→ Set exercise: Pull out every row of the entries below that has the word "line" in it.

→ Named object pointing entries:
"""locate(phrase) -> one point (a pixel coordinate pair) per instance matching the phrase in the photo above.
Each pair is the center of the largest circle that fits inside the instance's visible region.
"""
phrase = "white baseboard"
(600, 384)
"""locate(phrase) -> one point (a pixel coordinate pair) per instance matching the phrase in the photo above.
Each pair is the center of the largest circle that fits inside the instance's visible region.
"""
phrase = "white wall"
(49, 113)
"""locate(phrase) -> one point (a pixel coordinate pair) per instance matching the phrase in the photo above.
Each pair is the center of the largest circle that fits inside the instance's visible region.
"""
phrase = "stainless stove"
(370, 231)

...

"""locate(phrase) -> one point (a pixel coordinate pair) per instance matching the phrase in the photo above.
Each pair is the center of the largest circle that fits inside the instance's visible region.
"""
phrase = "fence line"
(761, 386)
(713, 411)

--

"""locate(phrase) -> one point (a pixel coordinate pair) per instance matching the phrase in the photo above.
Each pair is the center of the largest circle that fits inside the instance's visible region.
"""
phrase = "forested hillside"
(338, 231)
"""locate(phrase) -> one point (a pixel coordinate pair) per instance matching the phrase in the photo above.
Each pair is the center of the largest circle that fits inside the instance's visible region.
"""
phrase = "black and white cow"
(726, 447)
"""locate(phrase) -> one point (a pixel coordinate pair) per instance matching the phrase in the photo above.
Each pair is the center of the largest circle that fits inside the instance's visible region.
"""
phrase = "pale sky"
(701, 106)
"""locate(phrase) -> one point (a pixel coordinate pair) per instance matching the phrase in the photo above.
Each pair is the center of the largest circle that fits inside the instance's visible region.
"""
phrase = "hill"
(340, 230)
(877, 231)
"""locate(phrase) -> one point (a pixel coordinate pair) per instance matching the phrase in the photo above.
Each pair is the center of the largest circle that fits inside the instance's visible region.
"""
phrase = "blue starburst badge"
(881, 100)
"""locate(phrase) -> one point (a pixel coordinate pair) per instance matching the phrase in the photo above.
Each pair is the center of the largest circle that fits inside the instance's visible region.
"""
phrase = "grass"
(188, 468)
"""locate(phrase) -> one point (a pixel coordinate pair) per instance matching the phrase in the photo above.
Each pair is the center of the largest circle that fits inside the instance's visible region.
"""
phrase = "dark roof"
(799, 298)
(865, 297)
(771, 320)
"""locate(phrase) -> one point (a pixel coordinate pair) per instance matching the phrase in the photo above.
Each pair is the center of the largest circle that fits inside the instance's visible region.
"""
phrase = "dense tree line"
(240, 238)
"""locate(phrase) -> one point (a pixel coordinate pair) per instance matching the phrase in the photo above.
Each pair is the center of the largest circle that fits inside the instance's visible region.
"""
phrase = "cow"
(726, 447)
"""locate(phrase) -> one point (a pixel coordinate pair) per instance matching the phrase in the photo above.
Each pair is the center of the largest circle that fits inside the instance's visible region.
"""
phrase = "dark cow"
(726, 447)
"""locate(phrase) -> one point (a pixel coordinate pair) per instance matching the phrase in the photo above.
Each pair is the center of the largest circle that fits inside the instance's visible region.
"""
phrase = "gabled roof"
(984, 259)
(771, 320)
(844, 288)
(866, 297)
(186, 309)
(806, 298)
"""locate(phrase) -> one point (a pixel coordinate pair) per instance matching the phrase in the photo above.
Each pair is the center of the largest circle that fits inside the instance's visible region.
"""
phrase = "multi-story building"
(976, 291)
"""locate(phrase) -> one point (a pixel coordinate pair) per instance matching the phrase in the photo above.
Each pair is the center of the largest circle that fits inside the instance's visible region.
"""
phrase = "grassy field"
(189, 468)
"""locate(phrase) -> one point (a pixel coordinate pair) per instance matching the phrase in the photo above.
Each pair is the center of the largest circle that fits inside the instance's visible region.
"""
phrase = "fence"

→ Result:
phrase = "fence line"
phrase = "dense tree line"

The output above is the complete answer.